== ARTICOLO ==

Crisi Spagnola, Sanchez al centro (del fuoco)
A quasi due mesi dalle elezioni del 20 dicembre la situazione spagnola prende una nuova piega, ma la soluzione alla crisi istituzionale derivata dalle urne sembra non essere dietro l’angolo.
Come previsto, il Re Filippo VI il 2 febbraio ha affidato l’incarico di formare un governo al leader del Partito Socialista Spagnolo (PSOE), Pedro Sanchez, che ha accettato richiamando tutti i partiti alle proprie responsabilità. Un monito che Sanchez rivolge sia all’esterno (Podemos) che all’interno, a quel Partito Socialista i cui potentati sembra si muovano ognuno secondo le sue prerogative e non hanno mancato, in questi giorni, di mettergli i bastoni tra le ruote. Il suo cammino, infatti, si delinea più che impervio.

===
== RIGHE DEL DATASET ==

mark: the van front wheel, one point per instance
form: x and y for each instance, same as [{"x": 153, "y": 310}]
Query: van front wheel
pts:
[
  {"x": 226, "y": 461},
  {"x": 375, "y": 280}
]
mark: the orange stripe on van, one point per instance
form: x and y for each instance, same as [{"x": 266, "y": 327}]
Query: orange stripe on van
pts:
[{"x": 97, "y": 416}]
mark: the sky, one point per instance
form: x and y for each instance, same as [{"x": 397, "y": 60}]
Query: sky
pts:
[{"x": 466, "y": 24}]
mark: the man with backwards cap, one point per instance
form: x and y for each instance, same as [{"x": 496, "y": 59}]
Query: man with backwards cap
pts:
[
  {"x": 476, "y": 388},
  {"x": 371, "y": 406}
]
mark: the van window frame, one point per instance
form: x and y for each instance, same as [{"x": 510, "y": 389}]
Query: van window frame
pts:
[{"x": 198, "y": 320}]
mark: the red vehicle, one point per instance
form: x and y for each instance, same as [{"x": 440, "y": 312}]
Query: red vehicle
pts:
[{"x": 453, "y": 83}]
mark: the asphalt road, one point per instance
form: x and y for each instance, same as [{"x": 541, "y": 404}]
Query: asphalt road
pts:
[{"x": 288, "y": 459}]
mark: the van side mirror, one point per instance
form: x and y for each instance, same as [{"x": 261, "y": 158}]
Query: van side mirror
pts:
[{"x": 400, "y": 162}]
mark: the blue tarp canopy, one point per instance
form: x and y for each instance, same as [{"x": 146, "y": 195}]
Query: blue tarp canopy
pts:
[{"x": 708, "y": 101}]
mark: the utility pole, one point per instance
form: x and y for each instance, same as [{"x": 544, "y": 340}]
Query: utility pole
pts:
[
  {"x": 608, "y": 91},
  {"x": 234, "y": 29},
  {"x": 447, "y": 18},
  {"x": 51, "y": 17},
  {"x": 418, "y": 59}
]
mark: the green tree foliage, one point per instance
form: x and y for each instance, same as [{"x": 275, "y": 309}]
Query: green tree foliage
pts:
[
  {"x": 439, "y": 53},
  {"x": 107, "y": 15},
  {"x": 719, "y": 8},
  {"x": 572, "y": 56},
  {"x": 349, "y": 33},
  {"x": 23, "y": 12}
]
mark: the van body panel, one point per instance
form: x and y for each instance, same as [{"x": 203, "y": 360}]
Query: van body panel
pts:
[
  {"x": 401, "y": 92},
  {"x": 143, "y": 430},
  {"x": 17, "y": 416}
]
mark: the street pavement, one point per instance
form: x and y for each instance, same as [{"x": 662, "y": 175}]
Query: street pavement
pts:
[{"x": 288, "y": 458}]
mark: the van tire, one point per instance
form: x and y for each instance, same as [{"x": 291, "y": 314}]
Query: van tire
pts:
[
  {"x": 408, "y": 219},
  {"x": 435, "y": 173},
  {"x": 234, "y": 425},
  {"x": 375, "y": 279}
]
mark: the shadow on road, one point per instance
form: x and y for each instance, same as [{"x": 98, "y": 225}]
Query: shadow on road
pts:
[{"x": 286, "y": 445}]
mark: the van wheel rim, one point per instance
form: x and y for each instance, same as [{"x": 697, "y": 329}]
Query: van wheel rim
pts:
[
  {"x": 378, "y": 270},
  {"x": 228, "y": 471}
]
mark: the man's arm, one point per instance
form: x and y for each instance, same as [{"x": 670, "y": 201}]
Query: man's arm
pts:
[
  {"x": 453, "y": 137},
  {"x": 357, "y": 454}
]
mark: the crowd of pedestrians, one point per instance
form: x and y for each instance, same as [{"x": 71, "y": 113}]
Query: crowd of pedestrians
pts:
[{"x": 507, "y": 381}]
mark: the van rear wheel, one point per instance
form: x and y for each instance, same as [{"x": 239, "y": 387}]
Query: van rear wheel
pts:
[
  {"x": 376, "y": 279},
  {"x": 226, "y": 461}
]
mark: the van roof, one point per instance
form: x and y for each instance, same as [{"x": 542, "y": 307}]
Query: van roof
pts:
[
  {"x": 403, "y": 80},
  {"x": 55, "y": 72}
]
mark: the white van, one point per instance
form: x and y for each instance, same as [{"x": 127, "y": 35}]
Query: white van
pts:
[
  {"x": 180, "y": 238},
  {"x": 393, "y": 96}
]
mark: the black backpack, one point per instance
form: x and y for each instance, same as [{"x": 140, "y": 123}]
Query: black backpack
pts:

===

• DA FARE:
(1) Riporta alla lettera il passo dell'articolo sulla crisi spagnola che inizia con "A quasi due" e termina con "essere dietro l’angolo.".
(2) Riscrivi per intero le righe dell'elenco a partire da quella che contiene "mark: the white van, one point per instance" fino alla fine dell'elenco, estremi compresi, e nient'altro. Moltiplica per 1,95 le coordinate dei punti annotati, arrotondandole all'intero con le metà per eccesso, e lascia invariati i valori della riga "form".

• SOLUZIONI:
(1)
A quasi due mesi dalle elezioni del 20 dicembre la situazione spagnola prende una nuova piega, ma la soluzione alla crisi istituzionale derivata dalle urne sembra non essere dietro l’angolo.

(2)
mark: the white van, one point per instance
form: x and y for each instance, same as [{"x": 127, "y": 35}]
Query: white van
pts:
[
  {"x": 351, "y": 464},
  {"x": 766, "y": 187}
]
mark: the black backpack, one point per instance
form: x and y for each instance, same as [{"x": 140, "y": 123}]
Query: black backpack
pts:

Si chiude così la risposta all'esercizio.